> **What this task involves**
Please convert the data below into a Markdown table with the columns Row and Line, giving each line its own numbered row and skipping blank lines. Leave the pictures out of the table.

> **Data rows**

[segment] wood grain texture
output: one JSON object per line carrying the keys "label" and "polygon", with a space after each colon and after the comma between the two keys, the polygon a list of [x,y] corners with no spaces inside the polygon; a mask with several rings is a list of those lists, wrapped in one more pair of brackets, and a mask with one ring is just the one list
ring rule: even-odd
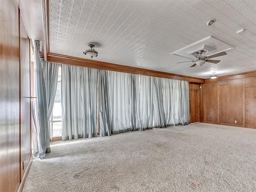
{"label": "wood grain texture", "polygon": [[242,127],[243,79],[228,80],[219,89],[220,123]]}
{"label": "wood grain texture", "polygon": [[256,75],[253,77],[245,78],[245,87],[256,87]]}
{"label": "wood grain texture", "polygon": [[19,10],[0,1],[0,191],[16,192],[20,176]]}
{"label": "wood grain texture", "polygon": [[235,75],[225,75],[212,79],[209,78],[205,79],[205,83],[210,83],[213,82],[220,81],[227,81],[228,80],[236,79],[242,78],[249,77],[250,77],[256,76],[256,71],[248,72],[246,73],[241,73],[236,74]]}
{"label": "wood grain texture", "polygon": [[20,17],[20,164],[22,178],[31,156],[30,90],[29,40]]}
{"label": "wood grain texture", "polygon": [[202,121],[211,123],[218,121],[218,82],[202,85]]}
{"label": "wood grain texture", "polygon": [[144,75],[174,79],[188,81],[203,83],[203,79],[176,75],[164,72],[153,71],[140,68],[134,67],[121,65],[111,63],[93,60],[69,57],[61,55],[50,53],[47,56],[48,62],[58,63],[72,65],[115,71],[137,74]]}
{"label": "wood grain texture", "polygon": [[199,90],[199,84],[190,83],[188,83],[188,89],[190,89]]}
{"label": "wood grain texture", "polygon": [[256,87],[245,88],[245,127],[256,129]]}
{"label": "wood grain texture", "polygon": [[199,93],[198,89],[189,89],[190,123],[199,122]]}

> **Answer to the exercise**
| Row | Line |
|---|---|
| 1 | [segment] wood grain texture |
| 2 | output: one JSON object per line carrying the keys "label" and "polygon", with a space after each colon and after the comma between the two keys, the polygon a list of [x,y] corners with no spaces inside the polygon; a mask with several rings is a list of those lists, wrapped in one more pair of brackets, and a mask with one ring is just the one list |
| 3 | ring rule: even-odd |
| 4 | {"label": "wood grain texture", "polygon": [[242,127],[243,79],[228,80],[219,89],[220,123]]} |
| 5 | {"label": "wood grain texture", "polygon": [[256,75],[253,77],[245,78],[245,87],[256,87]]} |
| 6 | {"label": "wood grain texture", "polygon": [[19,10],[0,1],[0,191],[16,192],[20,176]]} |
| 7 | {"label": "wood grain texture", "polygon": [[235,75],[225,75],[212,79],[209,78],[205,79],[205,83],[210,83],[213,82],[220,81],[227,81],[228,80],[236,79],[242,78],[249,77],[250,77],[256,76],[256,71],[248,72],[246,73],[241,73],[236,74]]} |
| 8 | {"label": "wood grain texture", "polygon": [[20,17],[20,164],[22,178],[31,156],[30,90],[29,40]]} |
| 9 | {"label": "wood grain texture", "polygon": [[202,121],[211,123],[218,121],[218,82],[202,85]]} |
| 10 | {"label": "wood grain texture", "polygon": [[144,75],[174,79],[188,81],[203,83],[203,79],[176,75],[164,72],[153,71],[140,68],[134,67],[121,65],[111,63],[93,60],[69,57],[61,55],[50,53],[47,56],[48,62],[58,63],[72,65],[115,71],[137,74]]} |
| 11 | {"label": "wood grain texture", "polygon": [[199,90],[199,84],[190,83],[188,83],[188,89],[190,89]]} |
| 12 | {"label": "wood grain texture", "polygon": [[256,87],[245,88],[245,127],[256,129]]} |
| 13 | {"label": "wood grain texture", "polygon": [[199,93],[198,89],[189,89],[190,123],[199,122]]} |